_Problem requirements_.
Nothing but the lines from the one containing "TARGET = tall evergreen tree" through the last line should be written out, please, exactly as they stand.

_Exercise material_.

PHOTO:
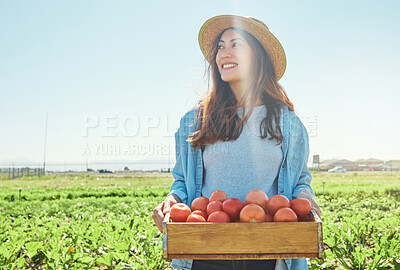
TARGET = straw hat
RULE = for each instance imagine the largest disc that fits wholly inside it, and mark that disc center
(215, 25)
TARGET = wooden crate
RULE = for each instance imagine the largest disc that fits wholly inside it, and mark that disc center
(240, 241)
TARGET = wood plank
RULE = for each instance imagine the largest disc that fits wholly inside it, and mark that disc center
(241, 256)
(242, 238)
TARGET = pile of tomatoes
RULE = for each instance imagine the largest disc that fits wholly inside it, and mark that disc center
(256, 208)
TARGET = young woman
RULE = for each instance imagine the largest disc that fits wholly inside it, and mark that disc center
(244, 135)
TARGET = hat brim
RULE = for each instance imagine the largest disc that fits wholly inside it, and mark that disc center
(215, 25)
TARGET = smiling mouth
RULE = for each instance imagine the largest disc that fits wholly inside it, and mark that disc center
(228, 66)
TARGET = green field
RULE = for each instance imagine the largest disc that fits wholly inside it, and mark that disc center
(104, 221)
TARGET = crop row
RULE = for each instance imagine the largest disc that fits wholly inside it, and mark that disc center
(85, 228)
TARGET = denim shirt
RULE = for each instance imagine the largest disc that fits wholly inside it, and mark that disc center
(293, 174)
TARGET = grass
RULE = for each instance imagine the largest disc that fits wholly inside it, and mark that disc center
(322, 182)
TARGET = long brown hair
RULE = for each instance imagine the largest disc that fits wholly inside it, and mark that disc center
(217, 112)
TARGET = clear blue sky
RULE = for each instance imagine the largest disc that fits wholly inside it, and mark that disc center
(138, 65)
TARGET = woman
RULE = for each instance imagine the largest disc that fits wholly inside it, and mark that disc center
(244, 135)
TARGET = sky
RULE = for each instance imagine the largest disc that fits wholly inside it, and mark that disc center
(114, 77)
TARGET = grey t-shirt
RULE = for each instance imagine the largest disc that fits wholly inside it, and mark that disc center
(247, 163)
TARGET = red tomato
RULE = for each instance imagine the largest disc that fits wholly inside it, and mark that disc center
(201, 213)
(219, 217)
(269, 217)
(195, 218)
(276, 202)
(258, 197)
(285, 215)
(301, 206)
(200, 203)
(252, 213)
(218, 195)
(214, 206)
(179, 212)
(232, 207)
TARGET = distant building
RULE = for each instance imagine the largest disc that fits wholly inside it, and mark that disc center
(332, 163)
(370, 164)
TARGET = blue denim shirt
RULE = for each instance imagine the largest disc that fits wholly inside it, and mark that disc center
(293, 174)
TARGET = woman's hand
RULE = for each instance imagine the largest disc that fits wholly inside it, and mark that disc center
(163, 208)
(306, 194)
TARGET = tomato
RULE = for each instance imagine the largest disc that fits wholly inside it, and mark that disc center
(219, 217)
(179, 212)
(258, 197)
(214, 206)
(201, 213)
(232, 207)
(269, 217)
(195, 218)
(285, 215)
(301, 206)
(276, 202)
(218, 195)
(252, 213)
(200, 203)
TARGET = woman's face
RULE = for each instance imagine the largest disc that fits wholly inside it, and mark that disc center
(234, 57)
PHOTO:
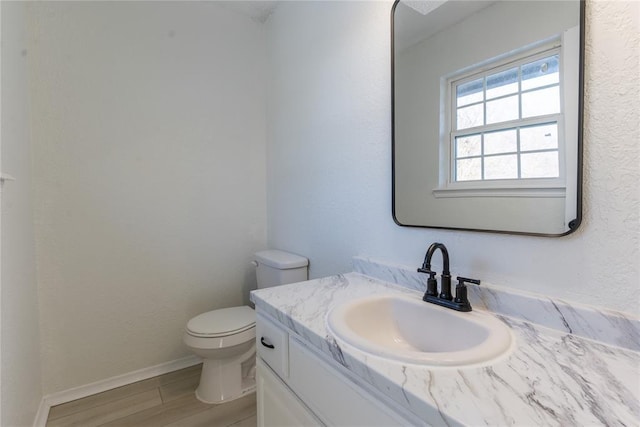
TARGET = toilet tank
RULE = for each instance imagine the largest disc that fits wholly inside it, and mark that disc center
(276, 267)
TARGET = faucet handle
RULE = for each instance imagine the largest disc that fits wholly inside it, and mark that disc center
(432, 284)
(461, 293)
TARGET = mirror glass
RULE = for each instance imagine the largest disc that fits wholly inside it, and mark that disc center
(487, 115)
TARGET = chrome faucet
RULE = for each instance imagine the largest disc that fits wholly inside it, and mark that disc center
(445, 299)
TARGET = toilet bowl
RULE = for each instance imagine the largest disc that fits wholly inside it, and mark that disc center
(225, 339)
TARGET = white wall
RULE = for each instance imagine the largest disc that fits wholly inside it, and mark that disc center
(149, 158)
(329, 159)
(21, 384)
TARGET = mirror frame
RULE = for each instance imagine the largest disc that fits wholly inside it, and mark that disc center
(574, 224)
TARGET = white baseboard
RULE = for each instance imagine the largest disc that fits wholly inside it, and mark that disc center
(75, 393)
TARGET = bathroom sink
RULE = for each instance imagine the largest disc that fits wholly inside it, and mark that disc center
(407, 329)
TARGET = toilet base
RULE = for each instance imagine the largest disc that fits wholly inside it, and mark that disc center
(226, 380)
(248, 387)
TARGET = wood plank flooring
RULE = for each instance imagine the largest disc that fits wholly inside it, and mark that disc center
(166, 400)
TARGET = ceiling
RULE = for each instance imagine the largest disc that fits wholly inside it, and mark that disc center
(257, 10)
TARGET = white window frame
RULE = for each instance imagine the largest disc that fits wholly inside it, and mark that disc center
(528, 187)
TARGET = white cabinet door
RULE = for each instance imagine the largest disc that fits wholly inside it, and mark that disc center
(277, 405)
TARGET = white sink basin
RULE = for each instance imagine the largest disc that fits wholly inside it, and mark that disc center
(407, 329)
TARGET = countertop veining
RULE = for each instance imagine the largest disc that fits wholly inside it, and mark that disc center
(551, 377)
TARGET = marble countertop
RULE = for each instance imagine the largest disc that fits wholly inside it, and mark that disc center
(551, 378)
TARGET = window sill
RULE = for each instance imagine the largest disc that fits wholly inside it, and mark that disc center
(542, 192)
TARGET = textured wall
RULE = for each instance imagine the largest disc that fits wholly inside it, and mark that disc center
(149, 143)
(329, 159)
(21, 381)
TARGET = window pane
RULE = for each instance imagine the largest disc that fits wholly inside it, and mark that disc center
(501, 167)
(468, 170)
(469, 93)
(468, 145)
(501, 142)
(503, 109)
(503, 83)
(542, 72)
(470, 116)
(541, 102)
(539, 137)
(540, 165)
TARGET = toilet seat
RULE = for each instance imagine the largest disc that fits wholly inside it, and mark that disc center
(222, 322)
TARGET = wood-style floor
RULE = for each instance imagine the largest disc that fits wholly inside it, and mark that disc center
(167, 400)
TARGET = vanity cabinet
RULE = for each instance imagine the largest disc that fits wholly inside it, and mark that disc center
(298, 387)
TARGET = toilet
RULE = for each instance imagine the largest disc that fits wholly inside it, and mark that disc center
(225, 339)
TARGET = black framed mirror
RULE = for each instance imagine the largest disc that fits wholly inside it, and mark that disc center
(487, 113)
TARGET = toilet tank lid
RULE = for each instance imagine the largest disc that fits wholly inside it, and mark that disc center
(280, 259)
(222, 322)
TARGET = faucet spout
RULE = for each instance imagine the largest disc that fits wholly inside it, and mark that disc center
(445, 299)
(445, 287)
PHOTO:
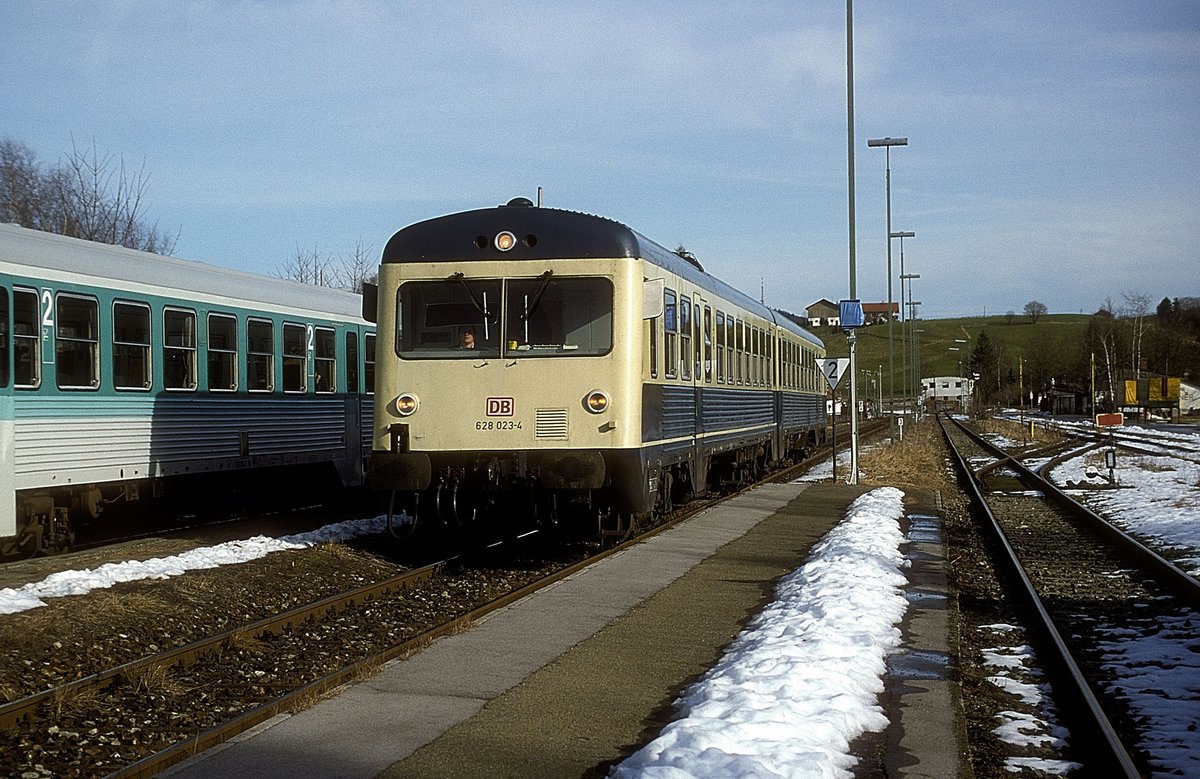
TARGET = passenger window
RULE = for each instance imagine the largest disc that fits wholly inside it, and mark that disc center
(261, 355)
(295, 359)
(4, 336)
(27, 346)
(77, 342)
(708, 345)
(131, 346)
(669, 327)
(369, 363)
(352, 363)
(654, 346)
(720, 347)
(179, 349)
(325, 360)
(222, 353)
(684, 339)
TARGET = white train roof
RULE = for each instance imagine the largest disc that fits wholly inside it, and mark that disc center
(107, 265)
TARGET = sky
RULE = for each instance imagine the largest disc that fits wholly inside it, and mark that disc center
(784, 700)
(1051, 145)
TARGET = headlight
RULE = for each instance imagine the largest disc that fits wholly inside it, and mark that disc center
(597, 402)
(406, 405)
(505, 240)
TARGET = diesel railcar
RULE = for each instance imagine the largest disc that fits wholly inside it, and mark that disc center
(562, 358)
(126, 376)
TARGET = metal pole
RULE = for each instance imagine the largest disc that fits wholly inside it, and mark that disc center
(853, 281)
(887, 143)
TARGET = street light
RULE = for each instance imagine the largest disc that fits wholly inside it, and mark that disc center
(904, 343)
(887, 143)
(906, 323)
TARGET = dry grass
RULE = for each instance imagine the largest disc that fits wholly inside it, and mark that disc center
(917, 461)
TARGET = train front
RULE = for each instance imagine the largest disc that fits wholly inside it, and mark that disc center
(509, 364)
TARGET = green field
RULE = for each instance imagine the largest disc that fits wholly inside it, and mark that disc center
(1018, 337)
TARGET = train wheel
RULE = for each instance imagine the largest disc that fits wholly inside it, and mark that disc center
(666, 486)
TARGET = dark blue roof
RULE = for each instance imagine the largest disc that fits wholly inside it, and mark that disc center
(556, 234)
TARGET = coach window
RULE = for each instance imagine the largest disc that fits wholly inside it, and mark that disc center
(720, 347)
(261, 355)
(652, 345)
(369, 363)
(27, 346)
(131, 346)
(4, 336)
(669, 327)
(222, 353)
(179, 349)
(295, 359)
(325, 358)
(739, 351)
(684, 337)
(352, 363)
(77, 341)
(708, 345)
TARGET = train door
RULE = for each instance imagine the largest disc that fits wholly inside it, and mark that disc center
(7, 447)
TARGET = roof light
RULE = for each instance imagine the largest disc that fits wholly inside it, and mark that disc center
(597, 402)
(505, 240)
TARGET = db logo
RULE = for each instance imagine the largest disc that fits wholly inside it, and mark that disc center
(499, 406)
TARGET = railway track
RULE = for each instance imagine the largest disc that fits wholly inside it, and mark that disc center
(139, 717)
(1115, 618)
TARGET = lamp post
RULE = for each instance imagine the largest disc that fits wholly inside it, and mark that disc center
(919, 383)
(887, 143)
(904, 319)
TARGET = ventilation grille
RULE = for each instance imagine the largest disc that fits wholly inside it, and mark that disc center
(552, 423)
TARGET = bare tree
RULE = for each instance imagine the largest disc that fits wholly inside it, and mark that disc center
(358, 269)
(309, 267)
(88, 196)
(1135, 310)
(331, 270)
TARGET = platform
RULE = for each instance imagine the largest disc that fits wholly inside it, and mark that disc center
(574, 678)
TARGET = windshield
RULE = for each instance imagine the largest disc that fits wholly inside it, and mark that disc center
(541, 316)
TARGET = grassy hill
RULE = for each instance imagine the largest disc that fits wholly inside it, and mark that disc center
(939, 336)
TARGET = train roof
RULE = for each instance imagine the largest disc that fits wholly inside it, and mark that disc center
(545, 233)
(105, 263)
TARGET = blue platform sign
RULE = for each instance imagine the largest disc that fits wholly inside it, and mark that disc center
(851, 313)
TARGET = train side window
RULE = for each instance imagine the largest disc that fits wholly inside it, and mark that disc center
(352, 363)
(222, 353)
(261, 355)
(708, 345)
(325, 360)
(369, 363)
(739, 351)
(4, 336)
(653, 345)
(669, 328)
(295, 359)
(720, 347)
(684, 339)
(131, 346)
(77, 341)
(179, 349)
(27, 345)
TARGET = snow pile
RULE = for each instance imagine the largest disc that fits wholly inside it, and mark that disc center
(81, 582)
(802, 681)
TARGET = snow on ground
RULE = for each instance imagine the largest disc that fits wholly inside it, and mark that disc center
(1015, 672)
(81, 582)
(801, 682)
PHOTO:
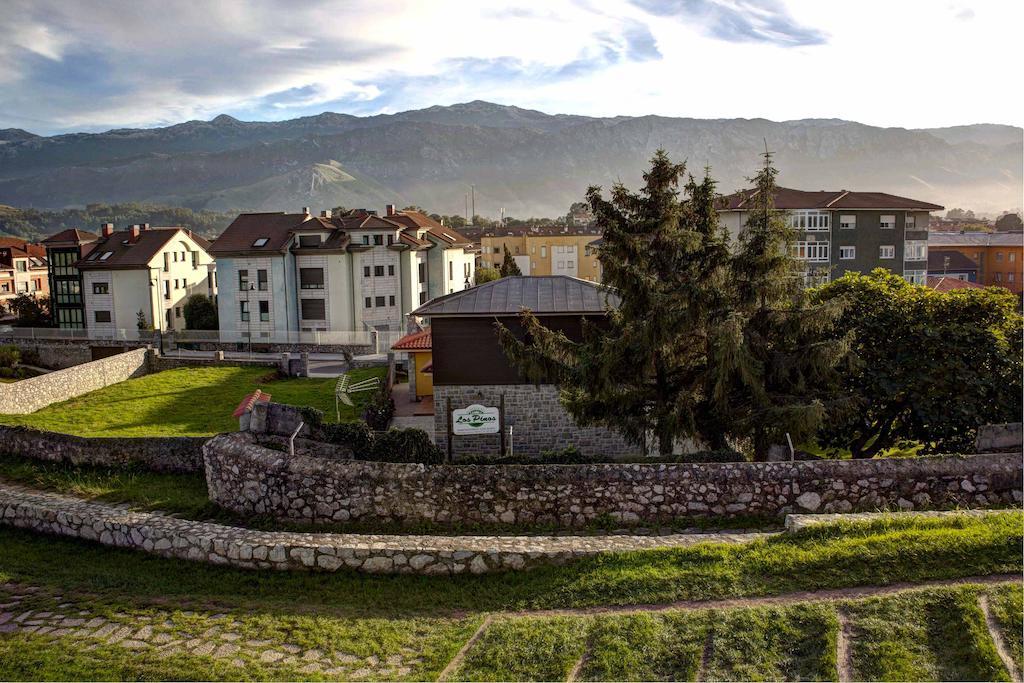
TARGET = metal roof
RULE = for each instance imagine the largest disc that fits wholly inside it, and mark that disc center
(544, 295)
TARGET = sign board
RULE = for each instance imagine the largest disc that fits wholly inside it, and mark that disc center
(475, 419)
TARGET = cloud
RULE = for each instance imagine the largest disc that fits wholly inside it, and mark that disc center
(738, 20)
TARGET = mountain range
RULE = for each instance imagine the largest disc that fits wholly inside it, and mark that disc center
(526, 162)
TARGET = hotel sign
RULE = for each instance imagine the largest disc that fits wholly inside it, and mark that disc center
(475, 419)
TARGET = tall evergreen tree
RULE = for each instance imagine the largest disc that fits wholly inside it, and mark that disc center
(705, 343)
(509, 266)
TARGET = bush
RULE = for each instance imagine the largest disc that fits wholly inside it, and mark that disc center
(406, 445)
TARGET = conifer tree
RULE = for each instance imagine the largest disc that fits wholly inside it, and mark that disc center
(509, 266)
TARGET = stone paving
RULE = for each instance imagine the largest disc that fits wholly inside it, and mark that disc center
(218, 544)
(27, 609)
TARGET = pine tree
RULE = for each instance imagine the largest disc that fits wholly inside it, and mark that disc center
(509, 266)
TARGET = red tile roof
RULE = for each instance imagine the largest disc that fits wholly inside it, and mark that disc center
(787, 199)
(417, 341)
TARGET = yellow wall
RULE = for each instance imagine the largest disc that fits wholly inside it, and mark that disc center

_The result_.
TARGET = tall evergreen tree
RULE = for each instance imagine the largest disc that fits wholly inside it, and mark that disc center
(705, 343)
(509, 266)
TARGET = bush
RULE = for each instance imagine the largest disc that fits wholly inside it, and mark that disc center
(406, 445)
TARGET = conifer tree
RULE = for each instance imagine the largest disc that fits wholly inside it, and mark that disc center
(509, 266)
TARGET = stone paving
RULE = for each instance imagine the largest disc that fits wholly inside it, and mark that disc center
(218, 544)
(27, 609)
TARGET = pine tree
RULE = for each instance imagine the largest disc that fits wholly inside it, and mark that disc center
(509, 266)
TARGET = red tile roof
RULE = for each instance imagine the largest disc that fits wholly inside it, and mark that disc center
(787, 199)
(417, 341)
TARGET = yellow wall
RULE = for each instance imagine the largest disc that fits wholly inside it, and mark that disc center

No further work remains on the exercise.